- Coordinate annotation rows -
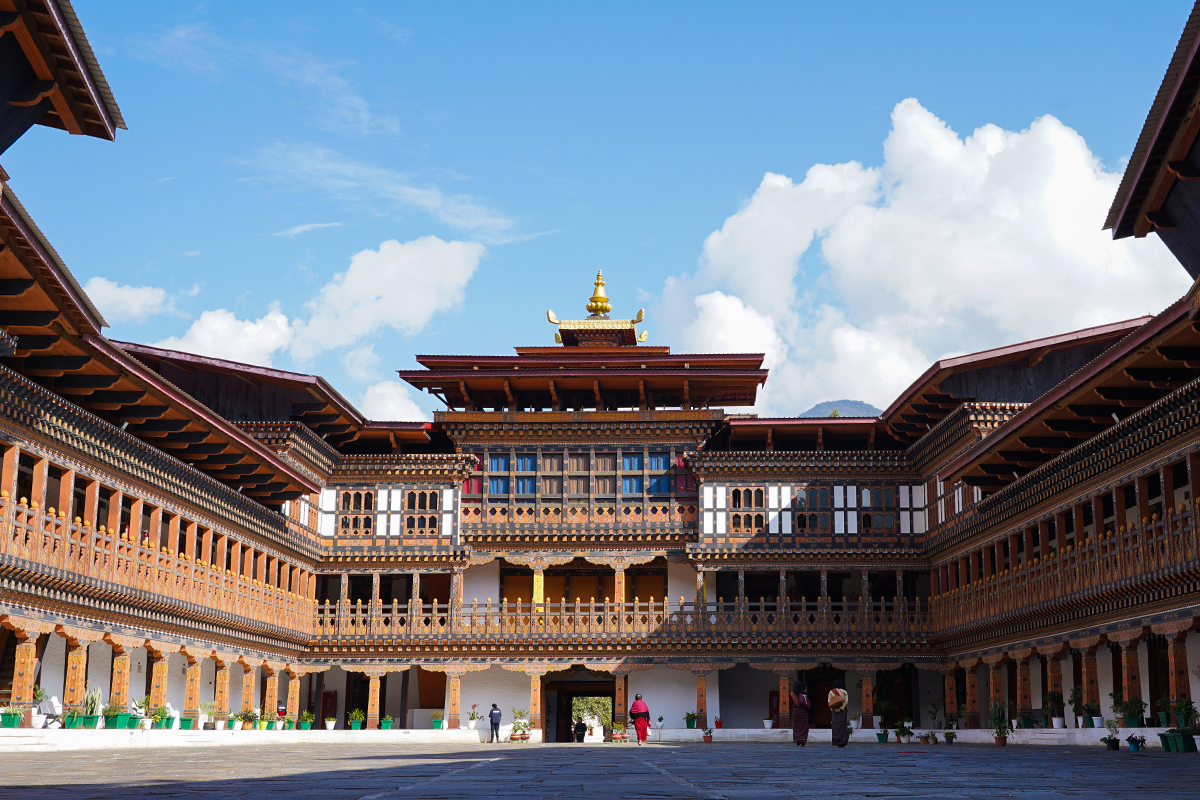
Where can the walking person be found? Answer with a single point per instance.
(838, 702)
(493, 716)
(640, 713)
(801, 707)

- Exercise objective -
Write out all these rows again, requests included, with every coordinate in the answers multiplied by 1.65 and rounded to the nearest whole number, halves rounding up. Leave the pictures out.

- Output for this task -
Where can the walking person be found? Answer with a single point per instance.
(1383, 1158)
(813, 1181)
(1056, 1176)
(1322, 1167)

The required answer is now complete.